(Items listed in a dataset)
------------------------------
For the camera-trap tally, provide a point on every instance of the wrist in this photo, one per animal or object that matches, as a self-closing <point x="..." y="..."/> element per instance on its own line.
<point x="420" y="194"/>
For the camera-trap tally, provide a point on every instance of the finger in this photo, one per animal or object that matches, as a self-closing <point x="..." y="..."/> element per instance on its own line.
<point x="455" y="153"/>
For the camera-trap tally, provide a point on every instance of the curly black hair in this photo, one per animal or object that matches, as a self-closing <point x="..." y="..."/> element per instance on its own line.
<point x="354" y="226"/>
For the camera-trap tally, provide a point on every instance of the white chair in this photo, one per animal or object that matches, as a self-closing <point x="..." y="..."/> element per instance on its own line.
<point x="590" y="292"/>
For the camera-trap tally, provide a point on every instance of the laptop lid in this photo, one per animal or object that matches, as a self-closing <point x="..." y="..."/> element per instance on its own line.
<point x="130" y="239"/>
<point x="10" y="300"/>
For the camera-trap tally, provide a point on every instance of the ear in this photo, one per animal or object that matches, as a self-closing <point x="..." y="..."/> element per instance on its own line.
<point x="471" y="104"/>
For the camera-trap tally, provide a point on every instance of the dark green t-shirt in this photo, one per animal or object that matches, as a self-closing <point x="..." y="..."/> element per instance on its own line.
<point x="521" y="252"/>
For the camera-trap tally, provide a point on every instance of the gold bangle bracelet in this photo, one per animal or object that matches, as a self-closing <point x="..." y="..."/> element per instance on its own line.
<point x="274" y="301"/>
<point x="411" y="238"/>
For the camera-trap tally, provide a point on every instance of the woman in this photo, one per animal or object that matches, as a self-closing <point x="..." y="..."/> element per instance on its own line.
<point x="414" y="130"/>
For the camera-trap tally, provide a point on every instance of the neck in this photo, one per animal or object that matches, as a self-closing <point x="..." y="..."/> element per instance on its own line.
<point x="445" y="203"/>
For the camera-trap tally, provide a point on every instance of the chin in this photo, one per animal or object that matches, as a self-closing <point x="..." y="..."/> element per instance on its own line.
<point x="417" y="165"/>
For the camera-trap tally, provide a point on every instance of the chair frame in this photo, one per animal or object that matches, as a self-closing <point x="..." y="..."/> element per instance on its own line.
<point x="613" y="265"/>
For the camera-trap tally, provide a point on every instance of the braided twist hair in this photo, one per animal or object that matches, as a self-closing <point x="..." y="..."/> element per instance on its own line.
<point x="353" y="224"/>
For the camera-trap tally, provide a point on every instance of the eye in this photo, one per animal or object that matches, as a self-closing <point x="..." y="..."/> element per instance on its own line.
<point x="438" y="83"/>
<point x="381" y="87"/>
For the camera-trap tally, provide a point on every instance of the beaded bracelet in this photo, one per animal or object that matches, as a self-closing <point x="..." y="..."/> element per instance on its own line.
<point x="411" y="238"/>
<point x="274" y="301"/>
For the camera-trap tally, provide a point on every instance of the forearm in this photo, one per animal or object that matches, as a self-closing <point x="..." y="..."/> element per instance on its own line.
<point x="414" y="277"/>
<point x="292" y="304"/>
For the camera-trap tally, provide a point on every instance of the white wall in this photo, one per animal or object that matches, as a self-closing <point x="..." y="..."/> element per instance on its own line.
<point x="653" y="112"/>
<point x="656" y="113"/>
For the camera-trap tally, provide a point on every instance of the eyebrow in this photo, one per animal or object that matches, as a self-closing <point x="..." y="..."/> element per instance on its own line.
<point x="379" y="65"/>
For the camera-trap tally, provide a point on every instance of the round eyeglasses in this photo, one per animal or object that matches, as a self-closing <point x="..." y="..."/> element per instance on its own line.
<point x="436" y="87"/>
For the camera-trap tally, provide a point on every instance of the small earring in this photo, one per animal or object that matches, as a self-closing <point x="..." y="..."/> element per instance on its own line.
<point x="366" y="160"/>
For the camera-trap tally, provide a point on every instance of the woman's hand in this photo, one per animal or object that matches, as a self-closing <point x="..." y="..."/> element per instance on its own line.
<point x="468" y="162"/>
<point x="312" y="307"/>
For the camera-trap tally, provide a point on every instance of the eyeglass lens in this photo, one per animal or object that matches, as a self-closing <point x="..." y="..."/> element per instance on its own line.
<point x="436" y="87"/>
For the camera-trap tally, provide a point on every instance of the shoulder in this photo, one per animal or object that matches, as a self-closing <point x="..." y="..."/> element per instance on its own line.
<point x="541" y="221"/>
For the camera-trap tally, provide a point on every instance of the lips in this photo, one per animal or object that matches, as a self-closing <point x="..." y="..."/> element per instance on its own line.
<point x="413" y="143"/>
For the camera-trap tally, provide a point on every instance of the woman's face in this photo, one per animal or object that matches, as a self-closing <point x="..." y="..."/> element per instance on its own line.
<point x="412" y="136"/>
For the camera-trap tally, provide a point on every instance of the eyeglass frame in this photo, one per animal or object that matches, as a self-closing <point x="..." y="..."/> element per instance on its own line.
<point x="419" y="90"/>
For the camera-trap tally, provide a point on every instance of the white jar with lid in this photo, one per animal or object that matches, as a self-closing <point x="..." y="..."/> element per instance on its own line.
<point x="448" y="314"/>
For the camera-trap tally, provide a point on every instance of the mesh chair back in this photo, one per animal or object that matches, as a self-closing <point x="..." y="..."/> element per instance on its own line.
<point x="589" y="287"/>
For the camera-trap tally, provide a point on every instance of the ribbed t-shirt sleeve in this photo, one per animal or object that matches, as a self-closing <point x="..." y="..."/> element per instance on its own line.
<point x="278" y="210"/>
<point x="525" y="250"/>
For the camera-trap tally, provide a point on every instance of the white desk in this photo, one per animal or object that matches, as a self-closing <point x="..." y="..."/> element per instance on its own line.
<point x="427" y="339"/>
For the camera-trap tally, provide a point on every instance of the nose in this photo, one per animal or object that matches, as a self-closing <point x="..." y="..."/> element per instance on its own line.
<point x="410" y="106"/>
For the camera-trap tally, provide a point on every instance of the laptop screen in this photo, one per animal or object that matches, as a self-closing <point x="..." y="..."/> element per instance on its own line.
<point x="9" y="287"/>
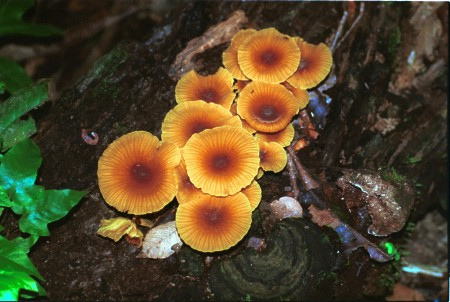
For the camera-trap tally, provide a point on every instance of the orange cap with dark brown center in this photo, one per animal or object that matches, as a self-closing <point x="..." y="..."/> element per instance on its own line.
<point x="315" y="65"/>
<point x="284" y="137"/>
<point x="229" y="56"/>
<point x="221" y="161"/>
<point x="216" y="88"/>
<point x="266" y="107"/>
<point x="188" y="118"/>
<point x="268" y="56"/>
<point x="273" y="156"/>
<point x="214" y="223"/>
<point x="136" y="173"/>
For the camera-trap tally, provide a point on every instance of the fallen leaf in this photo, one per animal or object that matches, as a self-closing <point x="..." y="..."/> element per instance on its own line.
<point x="161" y="242"/>
<point x="350" y="238"/>
<point x="116" y="228"/>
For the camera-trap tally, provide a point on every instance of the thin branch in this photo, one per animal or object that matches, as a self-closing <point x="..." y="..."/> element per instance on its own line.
<point x="293" y="177"/>
<point x="339" y="31"/>
<point x="358" y="18"/>
<point x="307" y="180"/>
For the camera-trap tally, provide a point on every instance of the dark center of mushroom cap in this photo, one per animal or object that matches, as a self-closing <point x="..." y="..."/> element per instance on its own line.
<point x="141" y="173"/>
<point x="220" y="162"/>
<point x="304" y="63"/>
<point x="262" y="155"/>
<point x="199" y="127"/>
<point x="208" y="95"/>
<point x="267" y="113"/>
<point x="213" y="216"/>
<point x="269" y="57"/>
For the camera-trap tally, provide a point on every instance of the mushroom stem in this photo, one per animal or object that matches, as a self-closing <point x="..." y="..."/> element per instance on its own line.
<point x="307" y="180"/>
<point x="292" y="177"/>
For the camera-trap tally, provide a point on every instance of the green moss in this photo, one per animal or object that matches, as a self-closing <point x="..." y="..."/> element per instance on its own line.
<point x="106" y="90"/>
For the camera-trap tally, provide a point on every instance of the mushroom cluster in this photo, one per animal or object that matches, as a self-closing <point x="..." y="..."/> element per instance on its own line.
<point x="226" y="130"/>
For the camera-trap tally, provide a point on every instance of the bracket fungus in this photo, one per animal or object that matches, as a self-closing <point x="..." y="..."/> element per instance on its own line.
<point x="289" y="266"/>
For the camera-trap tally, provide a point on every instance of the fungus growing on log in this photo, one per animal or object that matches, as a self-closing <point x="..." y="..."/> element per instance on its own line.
<point x="268" y="56"/>
<point x="283" y="137"/>
<point x="136" y="173"/>
<point x="230" y="56"/>
<point x="214" y="223"/>
<point x="188" y="118"/>
<point x="266" y="107"/>
<point x="315" y="65"/>
<point x="216" y="88"/>
<point x="221" y="161"/>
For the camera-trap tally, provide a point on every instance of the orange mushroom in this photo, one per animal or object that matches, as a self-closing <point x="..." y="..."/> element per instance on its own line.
<point x="188" y="118"/>
<point x="253" y="193"/>
<point x="268" y="56"/>
<point x="136" y="173"/>
<point x="229" y="56"/>
<point x="266" y="107"/>
<point x="301" y="95"/>
<point x="273" y="156"/>
<point x="214" y="223"/>
<point x="186" y="189"/>
<point x="216" y="88"/>
<point x="221" y="161"/>
<point x="245" y="125"/>
<point x="315" y="65"/>
<point x="283" y="137"/>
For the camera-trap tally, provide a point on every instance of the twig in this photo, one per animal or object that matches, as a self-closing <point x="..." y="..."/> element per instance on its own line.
<point x="358" y="18"/>
<point x="308" y="182"/>
<point x="292" y="177"/>
<point x="215" y="35"/>
<point x="339" y="31"/>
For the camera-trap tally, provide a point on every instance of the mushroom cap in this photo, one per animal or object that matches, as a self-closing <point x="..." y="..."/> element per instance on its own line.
<point x="136" y="173"/>
<point x="284" y="137"/>
<point x="301" y="95"/>
<point x="245" y="125"/>
<point x="186" y="189"/>
<point x="266" y="107"/>
<point x="240" y="84"/>
<point x="253" y="192"/>
<point x="229" y="56"/>
<point x="221" y="161"/>
<point x="188" y="118"/>
<point x="315" y="65"/>
<point x="268" y="56"/>
<point x="260" y="173"/>
<point x="273" y="156"/>
<point x="216" y="88"/>
<point x="214" y="223"/>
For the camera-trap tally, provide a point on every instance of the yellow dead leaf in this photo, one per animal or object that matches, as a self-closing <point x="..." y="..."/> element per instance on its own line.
<point x="116" y="228"/>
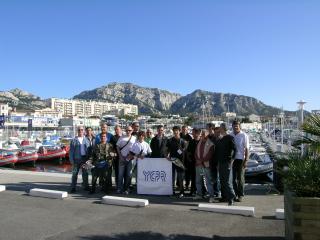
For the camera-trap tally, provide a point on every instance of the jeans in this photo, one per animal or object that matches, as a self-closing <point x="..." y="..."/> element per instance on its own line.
<point x="238" y="177"/>
<point x="215" y="180"/>
<point x="180" y="177"/>
<point x="75" y="171"/>
<point x="125" y="173"/>
<point x="225" y="173"/>
<point x="100" y="173"/>
<point x="206" y="173"/>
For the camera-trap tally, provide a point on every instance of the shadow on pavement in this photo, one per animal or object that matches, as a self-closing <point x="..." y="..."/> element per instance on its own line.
<point x="159" y="236"/>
------------------------------
Please extract exactly, and only, the lines from the line containing "of the jeans" through the last line of the records.

▶ _Task answer_
For the camera-trap tally, provide a point on every instance of the jeans in this photo, one per animal or object that matches, as a self-closing <point x="..." y="..."/> element per instance on its own line.
<point x="238" y="177"/>
<point x="215" y="180"/>
<point x="180" y="177"/>
<point x="75" y="171"/>
<point x="125" y="173"/>
<point x="225" y="173"/>
<point x="100" y="173"/>
<point x="206" y="173"/>
For the camera-trap tally, provide a point on every instance of the shadow on pavement in this photo, one per animal or object that matches, as a self-closing <point x="..." y="..."/> element per instance on its own line.
<point x="159" y="236"/>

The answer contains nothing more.